SUPPLIED MATERIAL: Begin

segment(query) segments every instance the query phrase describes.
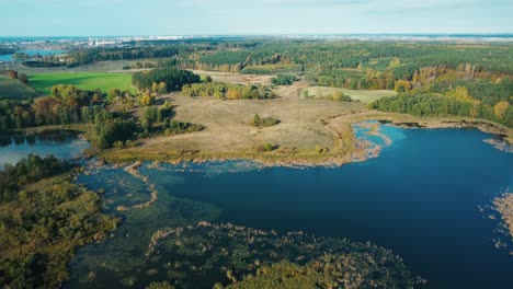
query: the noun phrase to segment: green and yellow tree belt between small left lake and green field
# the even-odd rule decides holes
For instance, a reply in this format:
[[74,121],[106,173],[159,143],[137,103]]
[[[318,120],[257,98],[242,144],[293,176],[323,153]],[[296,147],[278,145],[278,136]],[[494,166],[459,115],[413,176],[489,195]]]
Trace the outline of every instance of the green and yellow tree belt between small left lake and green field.
[[[192,76],[196,80],[197,76]],[[166,89],[166,82],[160,84],[153,88],[156,93],[162,86]],[[150,90],[142,93],[139,101],[144,101],[146,96],[155,99],[153,95]],[[107,93],[109,103],[104,101],[101,91],[83,91],[66,84],[55,85],[50,96],[27,103],[0,100],[0,132],[34,126],[90,124],[92,129],[88,136],[92,144],[98,149],[110,149],[132,147],[134,140],[152,134],[175,135],[203,129],[200,125],[172,120],[172,105],[168,102],[160,107],[145,103],[147,108],[140,117],[132,116],[125,108],[109,108],[113,102],[116,106],[123,106],[124,102],[134,102],[134,99],[127,91],[112,89]],[[158,129],[155,124],[160,125]]]

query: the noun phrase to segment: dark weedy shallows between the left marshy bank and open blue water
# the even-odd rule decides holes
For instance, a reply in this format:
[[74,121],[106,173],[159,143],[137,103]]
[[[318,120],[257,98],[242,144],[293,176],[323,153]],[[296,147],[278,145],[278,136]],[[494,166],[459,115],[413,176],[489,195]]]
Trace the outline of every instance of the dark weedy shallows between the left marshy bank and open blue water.
[[[158,174],[146,175],[142,170],[145,166],[138,169],[136,176],[128,173],[129,170],[105,165],[101,169],[88,167],[88,175],[78,177],[79,183],[91,188],[103,188],[104,208],[123,218],[123,222],[111,238],[77,252],[77,257],[70,263],[72,274],[67,286],[107,287],[112,282],[115,286],[130,286],[140,285],[141,279],[155,279],[166,271],[155,266],[142,269],[147,263],[145,253],[155,239],[153,234],[162,228],[183,227],[191,222],[212,220],[219,215],[219,209],[214,205],[175,198],[171,194],[160,194],[151,206],[116,210],[119,206],[134,208],[145,204],[151,199],[148,196],[149,188],[167,193],[167,186],[181,182],[180,177],[155,169],[147,170]],[[88,278],[90,273],[94,274],[94,279]]]

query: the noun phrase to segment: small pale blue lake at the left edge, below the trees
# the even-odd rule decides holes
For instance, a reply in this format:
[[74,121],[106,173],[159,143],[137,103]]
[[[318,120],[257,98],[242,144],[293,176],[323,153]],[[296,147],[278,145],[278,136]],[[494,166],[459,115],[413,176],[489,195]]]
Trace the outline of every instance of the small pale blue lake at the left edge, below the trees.
[[80,157],[89,148],[87,140],[79,139],[72,131],[45,131],[37,135],[0,136],[0,170],[5,163],[15,164],[30,153],[42,158],[54,154],[60,159]]

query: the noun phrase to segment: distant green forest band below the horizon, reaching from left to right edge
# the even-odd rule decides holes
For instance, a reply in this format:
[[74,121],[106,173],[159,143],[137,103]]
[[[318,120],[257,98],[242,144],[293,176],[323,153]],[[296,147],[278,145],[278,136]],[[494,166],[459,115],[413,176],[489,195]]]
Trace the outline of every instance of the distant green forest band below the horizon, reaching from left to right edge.
[[[461,63],[470,63],[492,73],[513,73],[512,55],[511,44],[262,39],[83,49],[70,53],[69,62],[83,65],[102,60],[172,57],[184,66],[227,65],[237,66],[240,70],[264,65],[297,65],[295,68],[299,70],[356,68],[358,65],[385,69],[391,58],[399,58],[406,71],[438,65],[457,69]],[[379,59],[384,61],[374,61]]]

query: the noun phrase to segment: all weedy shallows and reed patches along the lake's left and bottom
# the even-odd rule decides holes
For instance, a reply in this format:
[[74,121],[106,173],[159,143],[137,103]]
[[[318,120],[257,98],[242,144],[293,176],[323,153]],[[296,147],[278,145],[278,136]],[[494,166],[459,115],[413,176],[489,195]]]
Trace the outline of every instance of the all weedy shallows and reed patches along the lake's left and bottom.
[[[93,166],[78,182],[104,189],[105,208],[122,217],[123,223],[111,238],[78,251],[70,263],[71,280],[66,284],[70,288],[145,287],[161,281],[181,288],[212,288],[216,282],[228,285],[242,280],[249,274],[258,274],[260,267],[284,259],[307,266],[321,261],[326,254],[346,261],[344,274],[353,276],[347,278],[354,279],[357,273],[361,279],[376,284],[418,284],[400,257],[371,243],[304,232],[277,233],[232,223],[215,224],[212,222],[220,213],[218,207],[172,195],[172,187],[183,182],[180,174],[185,172],[212,177],[258,170],[260,164],[138,162],[124,169]],[[134,208],[135,196],[148,201],[150,188],[159,192],[151,206],[114,209]]]

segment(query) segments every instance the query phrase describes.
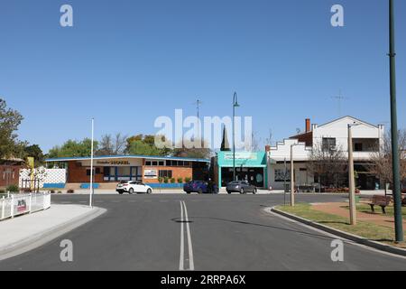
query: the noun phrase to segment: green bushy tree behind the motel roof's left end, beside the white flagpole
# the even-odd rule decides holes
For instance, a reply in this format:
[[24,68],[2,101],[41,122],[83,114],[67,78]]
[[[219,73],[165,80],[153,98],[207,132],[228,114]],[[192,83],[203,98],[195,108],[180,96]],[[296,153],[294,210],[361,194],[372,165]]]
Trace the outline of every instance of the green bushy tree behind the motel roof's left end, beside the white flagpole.
[[[51,148],[48,157],[87,157],[91,154],[91,144],[92,141],[89,138],[85,138],[81,142],[69,139],[65,144]],[[94,141],[93,144],[94,151],[96,152],[98,143]]]

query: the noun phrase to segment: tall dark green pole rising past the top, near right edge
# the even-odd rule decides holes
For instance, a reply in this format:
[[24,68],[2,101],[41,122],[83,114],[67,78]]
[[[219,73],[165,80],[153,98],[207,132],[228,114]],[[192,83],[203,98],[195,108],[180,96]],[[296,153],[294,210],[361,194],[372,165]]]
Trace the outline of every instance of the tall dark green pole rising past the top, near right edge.
[[403,242],[403,227],[401,216],[401,170],[399,163],[398,144],[398,116],[396,106],[396,52],[395,52],[395,23],[394,4],[389,0],[389,59],[390,59],[390,81],[391,81],[391,129],[392,129],[392,174],[393,174],[393,204],[396,242]]

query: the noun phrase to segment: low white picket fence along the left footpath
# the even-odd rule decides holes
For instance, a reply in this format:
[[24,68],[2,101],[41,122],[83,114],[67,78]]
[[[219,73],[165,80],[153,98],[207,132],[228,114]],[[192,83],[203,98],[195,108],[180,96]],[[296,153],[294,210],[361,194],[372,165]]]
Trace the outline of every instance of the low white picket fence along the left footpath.
[[0,220],[38,210],[47,210],[50,207],[51,193],[49,192],[10,195],[0,199]]

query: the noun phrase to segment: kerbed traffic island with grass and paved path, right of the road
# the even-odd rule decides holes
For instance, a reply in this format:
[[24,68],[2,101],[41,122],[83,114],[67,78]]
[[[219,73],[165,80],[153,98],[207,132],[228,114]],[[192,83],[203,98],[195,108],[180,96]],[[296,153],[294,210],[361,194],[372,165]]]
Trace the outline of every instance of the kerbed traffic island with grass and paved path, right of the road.
[[[396,243],[394,241],[393,223],[387,221],[390,216],[374,214],[373,218],[371,218],[371,216],[364,216],[367,213],[361,211],[358,212],[357,225],[351,226],[349,224],[348,203],[334,203],[334,206],[332,204],[300,203],[295,207],[276,206],[271,210],[281,216],[321,229],[340,238],[406,256],[406,243]],[[364,207],[357,210],[364,210]],[[404,220],[403,226],[406,226]]]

SUPPLIED MATERIAL: End

# WHAT YOU WILL DO:
The answer is the full listing above, repeated exactly, with its pictures removed.

# ANSWER TO THE EXERCISE:
segment(query) segments every instance the query phrase describes.
query: the noun phrase to segment: green and yellow tree belt between small left lake and green field
# the even-odd rule decides holes
For instance, a reply in this format:
[[74,121],[106,173],[159,143],[137,103]]
[[[318,120],[257,98],[242,144],[293,176],[323,153]],[[296,147],[278,145],[278,136]],[[494,166],[459,115],[413,176],[489,195]]]
Trace the outline of every instance of the green and yellow tree belt between small left lake and green field.
[[[192,76],[196,80],[197,76]],[[166,89],[166,82],[160,84],[153,88],[156,93],[162,86]],[[150,90],[142,93],[139,101],[144,101],[146,96],[155,99],[153,95]],[[107,93],[109,103],[104,101],[101,91],[83,91],[66,84],[55,85],[50,96],[27,103],[0,100],[0,132],[34,126],[90,124],[92,129],[88,136],[92,144],[98,149],[110,149],[132,147],[134,140],[152,134],[175,135],[203,129],[200,125],[172,120],[172,105],[168,102],[160,107],[145,103],[147,108],[140,117],[132,116],[125,108],[109,108],[113,102],[116,106],[123,106],[124,102],[134,102],[134,99],[127,91],[112,89]],[[158,129],[155,124],[160,125]]]

query: the noun phrase to segment: dark weedy shallows between the left marshy bank and open blue water
# the even-odd rule decides holes
For instance, a reply in this format:
[[74,121],[106,173],[159,143],[137,103]]
[[[318,120],[257,98],[242,144],[293,176],[323,153]],[[296,147],[278,145],[278,136]],[[494,166],[459,115],[413,176],[489,195]]]
Trace the outline of every instance of the dark weedy shallows between the left marshy bank and open blue water.
[[[158,174],[146,175],[142,170],[145,166],[138,169],[136,176],[128,173],[129,170],[105,165],[101,169],[88,167],[88,175],[78,177],[79,183],[91,188],[103,188],[104,208],[123,218],[123,222],[111,238],[77,252],[77,257],[70,263],[72,274],[67,286],[107,287],[112,282],[115,286],[130,286],[140,285],[141,279],[155,279],[166,271],[155,266],[142,269],[147,263],[145,253],[155,239],[153,234],[162,228],[183,227],[191,222],[212,220],[219,215],[219,209],[214,205],[175,198],[171,194],[160,194],[151,206],[116,210],[119,206],[134,208],[145,204],[151,199],[148,196],[149,188],[167,193],[167,186],[181,182],[180,177],[155,169],[147,170]],[[88,278],[90,273],[94,274],[94,279]]]

query: the noun phrase to segment: small pale blue lake at the left edge, below the trees
# the even-odd rule decides holes
For instance, a reply in this format:
[[74,121],[106,173],[159,143],[137,103]]
[[[318,120],[257,98],[242,144],[293,176],[323,153]],[[296,147],[278,145],[278,136]],[[494,166],[459,115],[413,176],[489,195]]]
Trace the outline of every instance of the small pale blue lake at the left edge, below the trees.
[[80,157],[89,148],[87,140],[79,139],[72,131],[45,131],[37,135],[0,136],[0,170],[5,163],[15,164],[30,153],[42,158],[54,154],[60,159]]

query: the noun phrase to segment: distant green forest band below the horizon, reaching from left to right edge
# the even-odd rule decides holes
For instance, a reply in this format:
[[74,121],[106,173],[159,143],[137,103]]
[[[318,120],[257,98],[242,144],[293,176],[323,153]],[[296,147],[278,145],[278,136]],[[494,166],[459,115],[413,176],[489,195]]]
Trace the outline of every instance of the distant green forest band below the horizon, reaching from left to right edge.
[[[461,63],[470,63],[492,73],[513,73],[512,55],[511,44],[262,39],[83,49],[70,53],[69,62],[83,65],[102,60],[172,57],[184,66],[227,65],[237,66],[240,70],[264,65],[297,65],[295,68],[299,70],[356,68],[358,65],[385,69],[391,58],[399,58],[406,71],[438,65],[457,69]],[[379,59],[384,61],[374,61]]]

query: the noun phrase to segment: all weedy shallows and reed patches along the lake's left and bottom
# the even-odd rule decides holes
For instance, a reply in this format:
[[74,121],[106,173],[159,143],[137,103]]
[[[318,120],[257,98],[242,144],[293,176],[323,153]],[[296,147],[278,145],[278,136]],[[494,166],[459,115],[413,176],[489,195]]]
Trace the outline of every instance of the all weedy shallows and reed patches along the lake's left and bottom.
[[[93,166],[78,182],[104,189],[105,208],[122,217],[123,223],[111,238],[78,251],[70,263],[71,280],[66,284],[70,288],[145,287],[161,281],[181,288],[212,288],[216,282],[228,285],[242,280],[249,274],[258,274],[260,267],[284,259],[307,266],[321,261],[326,254],[346,261],[344,274],[353,276],[347,278],[354,279],[357,273],[361,279],[376,284],[418,284],[400,257],[371,243],[304,232],[277,233],[232,223],[215,224],[212,222],[220,213],[218,207],[172,195],[172,187],[183,182],[180,174],[185,172],[212,177],[258,170],[260,164],[138,162],[124,169]],[[134,208],[135,196],[148,201],[150,188],[159,192],[151,206],[114,209]]]

segment(query) segments every instance the query phrase describes.
query: the noun phrase to segment: green bushy tree behind the motel roof's left end, beside the white flagpole
# the even-odd rule decides holes
For instance, a reply in this format:
[[24,68],[2,101],[41,122],[83,114],[67,78]]
[[[219,73],[165,80],[153,98],[207,132],[228,114]],[[192,83],[203,98],[195,108],[180,96]],[[296,153],[294,210],[361,194],[372,165]]]
Trace the outline of every instance of the green bushy tree behind the motel roof's left end, beside the white flagpole.
[[[51,148],[48,157],[87,157],[91,154],[91,144],[92,141],[89,138],[85,138],[81,142],[69,139],[65,144]],[[94,141],[93,144],[94,151],[96,152],[98,143]]]

query: the noun phrase to segment: tall dark green pole rising past the top, near right edge
# the even-odd rule decides holes
For instance, a reply in this format:
[[24,68],[2,101],[41,122],[83,114],[67,78]]
[[[219,73],[165,80],[153,98],[207,132],[228,114]],[[192,83],[203,98],[195,108],[180,96]],[[296,153],[294,210],[361,194],[372,165]]]
Trace the outline of every instance of the tall dark green pole rising past the top, near right edge.
[[403,242],[403,227],[401,216],[401,170],[399,163],[398,144],[398,116],[396,106],[396,52],[395,52],[395,23],[394,4],[389,0],[389,59],[390,59],[390,81],[391,81],[391,129],[392,129],[392,174],[393,174],[393,204],[396,242]]

query: the noun phrase to segment: low white picket fence along the left footpath
# the even-odd rule decides holes
For instance, a reply in this format:
[[24,68],[2,101],[41,122],[83,114],[67,78]]
[[[219,73],[165,80],[153,98],[207,132],[228,114]],[[192,83],[203,98],[195,108],[180,96]],[[296,153],[294,210],[361,194],[372,165]]]
Trace the outline of every instance of the low white picket fence along the left footpath.
[[0,220],[38,210],[47,210],[50,207],[51,193],[49,192],[10,195],[0,199]]

query: the noun phrase to segment: kerbed traffic island with grass and paved path, right of the road
# the even-odd rule decides holes
For instance, a reply in this format:
[[24,68],[2,101],[41,122],[83,114],[67,78]]
[[[219,73],[165,80],[153,98],[207,132],[228,114]],[[192,83],[203,98],[195,108],[180,96]],[[296,153],[294,210],[361,194],[372,165]]]
Trace the outline of every instance of the kerbed traffic island with grass and paved path, right of the road.
[[[396,243],[394,241],[393,223],[387,221],[390,216],[374,214],[373,218],[371,218],[371,216],[364,216],[367,213],[361,211],[358,212],[357,225],[351,226],[349,224],[348,203],[334,203],[334,206],[332,204],[300,203],[295,207],[276,206],[271,210],[281,216],[321,229],[340,238],[406,256],[406,243]],[[364,207],[357,210],[364,210]],[[404,220],[403,226],[406,226]]]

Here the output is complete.